▽
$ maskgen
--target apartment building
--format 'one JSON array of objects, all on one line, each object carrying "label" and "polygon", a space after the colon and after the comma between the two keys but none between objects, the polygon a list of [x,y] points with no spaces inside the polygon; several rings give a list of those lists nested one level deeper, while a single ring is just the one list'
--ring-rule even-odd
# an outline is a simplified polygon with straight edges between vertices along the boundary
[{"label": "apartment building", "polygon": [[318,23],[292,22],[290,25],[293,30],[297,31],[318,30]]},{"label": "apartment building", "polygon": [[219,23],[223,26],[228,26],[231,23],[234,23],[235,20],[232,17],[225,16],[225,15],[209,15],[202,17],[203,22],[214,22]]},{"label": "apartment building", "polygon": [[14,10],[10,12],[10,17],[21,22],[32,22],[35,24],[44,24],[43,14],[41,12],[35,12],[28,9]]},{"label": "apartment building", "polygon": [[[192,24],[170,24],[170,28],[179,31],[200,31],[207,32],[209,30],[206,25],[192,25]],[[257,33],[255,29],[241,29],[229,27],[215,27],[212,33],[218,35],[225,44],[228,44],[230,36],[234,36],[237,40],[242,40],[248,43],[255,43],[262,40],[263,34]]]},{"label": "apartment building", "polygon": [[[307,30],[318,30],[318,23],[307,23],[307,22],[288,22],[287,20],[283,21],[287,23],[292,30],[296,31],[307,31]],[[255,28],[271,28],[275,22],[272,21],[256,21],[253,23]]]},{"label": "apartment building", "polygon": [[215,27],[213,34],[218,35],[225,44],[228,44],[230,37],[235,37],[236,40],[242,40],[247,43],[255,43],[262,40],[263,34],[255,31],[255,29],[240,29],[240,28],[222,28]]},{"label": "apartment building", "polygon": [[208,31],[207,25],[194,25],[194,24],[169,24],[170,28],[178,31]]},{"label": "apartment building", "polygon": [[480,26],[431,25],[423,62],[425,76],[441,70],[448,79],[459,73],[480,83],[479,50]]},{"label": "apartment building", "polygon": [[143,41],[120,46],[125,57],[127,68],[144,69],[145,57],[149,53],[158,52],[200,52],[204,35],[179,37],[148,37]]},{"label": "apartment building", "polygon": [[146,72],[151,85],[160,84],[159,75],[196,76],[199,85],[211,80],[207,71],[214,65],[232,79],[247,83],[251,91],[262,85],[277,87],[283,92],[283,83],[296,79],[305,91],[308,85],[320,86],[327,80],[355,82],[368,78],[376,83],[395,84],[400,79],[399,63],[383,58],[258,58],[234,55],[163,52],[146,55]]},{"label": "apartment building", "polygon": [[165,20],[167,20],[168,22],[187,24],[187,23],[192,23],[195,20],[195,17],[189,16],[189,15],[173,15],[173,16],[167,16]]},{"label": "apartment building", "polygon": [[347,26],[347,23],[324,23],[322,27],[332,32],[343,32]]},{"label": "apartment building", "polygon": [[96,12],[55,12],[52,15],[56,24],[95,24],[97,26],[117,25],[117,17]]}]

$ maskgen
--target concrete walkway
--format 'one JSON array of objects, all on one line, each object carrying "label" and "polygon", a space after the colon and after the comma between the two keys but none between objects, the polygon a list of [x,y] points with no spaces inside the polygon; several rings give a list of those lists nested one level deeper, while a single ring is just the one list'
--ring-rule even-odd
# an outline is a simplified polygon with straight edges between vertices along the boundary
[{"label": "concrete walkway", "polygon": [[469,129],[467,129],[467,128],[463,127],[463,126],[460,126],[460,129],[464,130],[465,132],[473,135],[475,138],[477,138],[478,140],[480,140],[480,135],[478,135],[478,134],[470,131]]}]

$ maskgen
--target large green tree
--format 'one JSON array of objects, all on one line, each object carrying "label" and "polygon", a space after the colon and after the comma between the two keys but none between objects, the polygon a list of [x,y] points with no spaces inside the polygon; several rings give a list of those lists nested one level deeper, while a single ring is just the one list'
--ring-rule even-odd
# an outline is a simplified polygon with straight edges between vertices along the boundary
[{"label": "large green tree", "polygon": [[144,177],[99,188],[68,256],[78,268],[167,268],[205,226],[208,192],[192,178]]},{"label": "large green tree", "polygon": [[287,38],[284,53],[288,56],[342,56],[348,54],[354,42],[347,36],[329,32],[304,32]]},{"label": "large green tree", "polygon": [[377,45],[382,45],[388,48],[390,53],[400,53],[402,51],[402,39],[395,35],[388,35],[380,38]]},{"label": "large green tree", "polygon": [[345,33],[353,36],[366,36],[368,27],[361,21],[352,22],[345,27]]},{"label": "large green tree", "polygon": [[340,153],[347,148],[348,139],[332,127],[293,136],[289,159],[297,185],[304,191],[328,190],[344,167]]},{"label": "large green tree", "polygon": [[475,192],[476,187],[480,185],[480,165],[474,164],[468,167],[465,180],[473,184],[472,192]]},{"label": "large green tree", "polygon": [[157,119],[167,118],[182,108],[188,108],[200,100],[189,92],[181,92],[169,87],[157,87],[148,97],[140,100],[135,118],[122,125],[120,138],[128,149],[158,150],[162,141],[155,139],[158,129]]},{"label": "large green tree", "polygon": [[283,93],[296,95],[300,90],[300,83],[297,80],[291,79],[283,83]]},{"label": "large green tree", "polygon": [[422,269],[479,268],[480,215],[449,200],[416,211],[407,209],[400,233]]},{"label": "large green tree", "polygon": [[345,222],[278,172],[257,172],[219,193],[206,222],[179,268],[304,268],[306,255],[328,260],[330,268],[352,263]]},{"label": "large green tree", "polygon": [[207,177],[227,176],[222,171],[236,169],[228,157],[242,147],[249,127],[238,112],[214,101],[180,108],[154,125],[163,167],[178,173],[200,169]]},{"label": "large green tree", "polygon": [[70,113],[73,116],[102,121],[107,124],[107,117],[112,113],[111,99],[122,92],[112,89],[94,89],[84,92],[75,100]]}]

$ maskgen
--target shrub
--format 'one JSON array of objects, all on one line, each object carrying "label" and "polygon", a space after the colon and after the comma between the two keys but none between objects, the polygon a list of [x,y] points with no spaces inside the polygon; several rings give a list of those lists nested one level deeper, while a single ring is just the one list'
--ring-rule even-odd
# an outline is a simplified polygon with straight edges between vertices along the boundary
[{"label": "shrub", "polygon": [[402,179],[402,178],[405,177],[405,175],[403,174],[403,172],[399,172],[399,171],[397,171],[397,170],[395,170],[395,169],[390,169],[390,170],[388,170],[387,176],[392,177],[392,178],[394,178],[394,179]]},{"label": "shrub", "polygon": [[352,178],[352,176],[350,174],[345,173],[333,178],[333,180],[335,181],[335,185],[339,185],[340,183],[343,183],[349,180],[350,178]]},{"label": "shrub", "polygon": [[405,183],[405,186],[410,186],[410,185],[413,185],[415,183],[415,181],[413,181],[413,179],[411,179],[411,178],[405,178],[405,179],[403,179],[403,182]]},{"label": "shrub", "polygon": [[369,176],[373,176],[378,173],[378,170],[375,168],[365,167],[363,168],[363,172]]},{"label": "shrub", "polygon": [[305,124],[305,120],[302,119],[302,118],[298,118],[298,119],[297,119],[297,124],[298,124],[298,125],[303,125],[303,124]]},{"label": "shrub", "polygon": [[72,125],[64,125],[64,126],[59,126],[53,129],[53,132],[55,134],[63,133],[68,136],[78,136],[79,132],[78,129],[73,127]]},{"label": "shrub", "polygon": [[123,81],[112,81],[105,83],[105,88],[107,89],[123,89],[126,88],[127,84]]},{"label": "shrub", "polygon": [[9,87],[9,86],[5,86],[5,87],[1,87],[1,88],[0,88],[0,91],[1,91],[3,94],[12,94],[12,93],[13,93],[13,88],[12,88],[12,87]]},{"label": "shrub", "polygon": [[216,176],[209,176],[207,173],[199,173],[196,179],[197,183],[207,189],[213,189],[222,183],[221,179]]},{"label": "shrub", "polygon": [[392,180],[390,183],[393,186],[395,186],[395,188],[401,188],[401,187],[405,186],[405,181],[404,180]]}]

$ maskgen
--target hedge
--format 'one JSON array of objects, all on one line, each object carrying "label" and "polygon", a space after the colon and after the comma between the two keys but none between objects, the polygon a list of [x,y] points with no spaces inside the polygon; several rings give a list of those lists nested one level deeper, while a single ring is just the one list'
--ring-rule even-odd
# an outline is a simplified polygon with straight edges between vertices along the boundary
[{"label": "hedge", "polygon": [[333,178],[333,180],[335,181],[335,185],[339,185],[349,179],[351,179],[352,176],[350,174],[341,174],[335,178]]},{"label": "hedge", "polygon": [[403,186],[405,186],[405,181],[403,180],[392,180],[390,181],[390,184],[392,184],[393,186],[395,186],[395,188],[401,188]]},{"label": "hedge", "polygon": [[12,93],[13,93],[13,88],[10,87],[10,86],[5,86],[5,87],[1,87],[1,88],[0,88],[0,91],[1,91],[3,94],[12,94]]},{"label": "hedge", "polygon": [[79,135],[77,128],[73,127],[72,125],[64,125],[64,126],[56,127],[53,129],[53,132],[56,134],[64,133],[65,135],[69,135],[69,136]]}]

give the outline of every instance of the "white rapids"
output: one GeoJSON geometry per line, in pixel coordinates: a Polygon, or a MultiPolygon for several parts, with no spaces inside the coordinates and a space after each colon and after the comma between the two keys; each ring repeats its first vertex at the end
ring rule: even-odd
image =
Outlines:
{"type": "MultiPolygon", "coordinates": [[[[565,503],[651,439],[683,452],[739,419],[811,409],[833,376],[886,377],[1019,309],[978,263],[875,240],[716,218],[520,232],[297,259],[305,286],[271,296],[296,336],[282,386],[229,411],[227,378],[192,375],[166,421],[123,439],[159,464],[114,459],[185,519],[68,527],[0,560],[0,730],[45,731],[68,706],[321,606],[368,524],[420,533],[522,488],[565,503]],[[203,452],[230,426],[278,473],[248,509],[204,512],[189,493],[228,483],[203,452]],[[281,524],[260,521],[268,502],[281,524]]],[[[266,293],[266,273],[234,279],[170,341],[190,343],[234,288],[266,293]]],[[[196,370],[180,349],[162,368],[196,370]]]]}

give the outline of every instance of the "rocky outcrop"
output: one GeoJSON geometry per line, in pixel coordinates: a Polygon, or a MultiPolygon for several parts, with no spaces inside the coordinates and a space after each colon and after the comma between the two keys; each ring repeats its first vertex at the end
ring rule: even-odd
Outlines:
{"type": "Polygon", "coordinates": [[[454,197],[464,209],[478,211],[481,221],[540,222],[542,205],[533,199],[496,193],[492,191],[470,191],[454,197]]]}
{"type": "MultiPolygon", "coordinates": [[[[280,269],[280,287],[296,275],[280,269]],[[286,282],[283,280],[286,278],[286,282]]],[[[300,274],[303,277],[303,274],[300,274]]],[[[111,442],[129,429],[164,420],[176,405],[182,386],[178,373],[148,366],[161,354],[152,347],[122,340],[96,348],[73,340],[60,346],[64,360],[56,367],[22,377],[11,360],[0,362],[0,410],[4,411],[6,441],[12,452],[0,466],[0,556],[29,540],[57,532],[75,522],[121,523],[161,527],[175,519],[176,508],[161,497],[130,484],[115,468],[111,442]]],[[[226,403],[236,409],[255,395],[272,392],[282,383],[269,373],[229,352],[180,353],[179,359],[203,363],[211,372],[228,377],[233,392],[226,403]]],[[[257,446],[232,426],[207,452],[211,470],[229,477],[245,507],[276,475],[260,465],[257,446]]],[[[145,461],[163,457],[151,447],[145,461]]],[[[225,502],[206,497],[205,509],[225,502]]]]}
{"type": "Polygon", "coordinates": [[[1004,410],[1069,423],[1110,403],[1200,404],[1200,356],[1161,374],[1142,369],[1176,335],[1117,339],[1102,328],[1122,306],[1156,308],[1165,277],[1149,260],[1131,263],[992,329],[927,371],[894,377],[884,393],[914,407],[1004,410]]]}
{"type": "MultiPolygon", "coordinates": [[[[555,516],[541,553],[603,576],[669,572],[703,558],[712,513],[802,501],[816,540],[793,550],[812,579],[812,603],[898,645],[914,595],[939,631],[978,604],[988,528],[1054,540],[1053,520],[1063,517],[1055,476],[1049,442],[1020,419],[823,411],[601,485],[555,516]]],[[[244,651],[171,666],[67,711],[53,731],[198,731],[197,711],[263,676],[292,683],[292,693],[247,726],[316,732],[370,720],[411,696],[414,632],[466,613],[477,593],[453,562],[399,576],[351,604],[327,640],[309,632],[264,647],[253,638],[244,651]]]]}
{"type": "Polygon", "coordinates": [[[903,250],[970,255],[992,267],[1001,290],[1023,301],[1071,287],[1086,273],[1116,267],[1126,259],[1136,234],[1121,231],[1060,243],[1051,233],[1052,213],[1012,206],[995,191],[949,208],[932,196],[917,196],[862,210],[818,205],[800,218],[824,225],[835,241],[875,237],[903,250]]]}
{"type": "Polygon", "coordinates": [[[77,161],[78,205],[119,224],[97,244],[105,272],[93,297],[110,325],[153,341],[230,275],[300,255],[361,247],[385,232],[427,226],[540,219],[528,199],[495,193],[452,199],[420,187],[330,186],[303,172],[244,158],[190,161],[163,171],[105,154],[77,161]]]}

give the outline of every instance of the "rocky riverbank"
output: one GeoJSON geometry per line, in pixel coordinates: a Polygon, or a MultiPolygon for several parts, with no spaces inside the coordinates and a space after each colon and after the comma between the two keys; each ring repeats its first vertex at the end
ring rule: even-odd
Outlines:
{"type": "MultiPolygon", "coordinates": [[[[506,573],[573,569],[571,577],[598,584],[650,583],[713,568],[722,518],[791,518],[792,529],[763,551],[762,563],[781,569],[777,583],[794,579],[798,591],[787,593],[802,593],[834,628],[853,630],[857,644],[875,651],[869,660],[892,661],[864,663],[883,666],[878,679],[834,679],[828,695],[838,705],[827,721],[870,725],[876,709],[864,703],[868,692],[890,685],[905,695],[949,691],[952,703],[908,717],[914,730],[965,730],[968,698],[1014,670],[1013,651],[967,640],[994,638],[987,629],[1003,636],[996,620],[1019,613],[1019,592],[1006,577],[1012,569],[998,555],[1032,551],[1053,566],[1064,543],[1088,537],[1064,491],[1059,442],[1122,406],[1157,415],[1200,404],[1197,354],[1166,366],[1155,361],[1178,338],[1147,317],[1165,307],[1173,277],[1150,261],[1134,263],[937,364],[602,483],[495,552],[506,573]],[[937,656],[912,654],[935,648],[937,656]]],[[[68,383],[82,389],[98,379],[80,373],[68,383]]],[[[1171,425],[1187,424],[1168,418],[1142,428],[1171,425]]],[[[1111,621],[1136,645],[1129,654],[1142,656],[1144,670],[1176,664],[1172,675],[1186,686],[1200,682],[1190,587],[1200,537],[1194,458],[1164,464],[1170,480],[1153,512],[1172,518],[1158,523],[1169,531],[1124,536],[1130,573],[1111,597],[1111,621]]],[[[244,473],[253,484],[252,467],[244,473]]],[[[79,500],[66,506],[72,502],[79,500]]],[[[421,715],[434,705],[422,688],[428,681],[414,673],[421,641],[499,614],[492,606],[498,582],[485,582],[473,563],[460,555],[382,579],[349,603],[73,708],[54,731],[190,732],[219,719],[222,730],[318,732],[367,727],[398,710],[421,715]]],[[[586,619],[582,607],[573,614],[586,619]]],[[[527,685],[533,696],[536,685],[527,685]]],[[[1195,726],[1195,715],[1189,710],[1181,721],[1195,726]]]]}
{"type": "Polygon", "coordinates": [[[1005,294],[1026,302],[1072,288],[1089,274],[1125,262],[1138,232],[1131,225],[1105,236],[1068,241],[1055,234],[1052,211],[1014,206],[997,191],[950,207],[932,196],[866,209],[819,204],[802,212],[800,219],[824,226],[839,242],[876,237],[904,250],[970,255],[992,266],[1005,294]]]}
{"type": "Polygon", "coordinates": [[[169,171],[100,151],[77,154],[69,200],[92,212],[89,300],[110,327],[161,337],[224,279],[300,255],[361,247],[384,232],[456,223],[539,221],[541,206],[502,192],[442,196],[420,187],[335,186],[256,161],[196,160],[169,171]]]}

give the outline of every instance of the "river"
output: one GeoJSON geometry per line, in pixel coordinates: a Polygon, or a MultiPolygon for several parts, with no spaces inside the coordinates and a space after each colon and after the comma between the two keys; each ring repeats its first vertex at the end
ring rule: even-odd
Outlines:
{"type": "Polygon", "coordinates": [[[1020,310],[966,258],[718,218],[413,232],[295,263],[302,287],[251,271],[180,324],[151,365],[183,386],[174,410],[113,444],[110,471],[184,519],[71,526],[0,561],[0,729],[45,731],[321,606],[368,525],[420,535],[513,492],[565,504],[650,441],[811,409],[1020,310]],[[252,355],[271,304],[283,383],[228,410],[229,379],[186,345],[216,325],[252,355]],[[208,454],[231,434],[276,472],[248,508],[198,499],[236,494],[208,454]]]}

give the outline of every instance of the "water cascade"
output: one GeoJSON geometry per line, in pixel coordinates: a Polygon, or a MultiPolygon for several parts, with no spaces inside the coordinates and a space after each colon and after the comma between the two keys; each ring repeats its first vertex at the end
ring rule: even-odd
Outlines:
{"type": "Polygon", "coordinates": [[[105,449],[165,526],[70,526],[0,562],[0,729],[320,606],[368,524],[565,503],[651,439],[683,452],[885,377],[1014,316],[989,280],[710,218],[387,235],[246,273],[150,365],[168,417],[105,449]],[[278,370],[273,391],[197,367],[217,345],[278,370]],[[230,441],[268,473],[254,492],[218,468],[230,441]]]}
△
▶ **EXERCISE PROMPT**: Look over the listing above and copy each line that contains "rocky".

▶ **EXERCISE SOLUTION**:
give the outline of every instance of the "rocky outcrop"
give the outline of every instance of the "rocky riverbank"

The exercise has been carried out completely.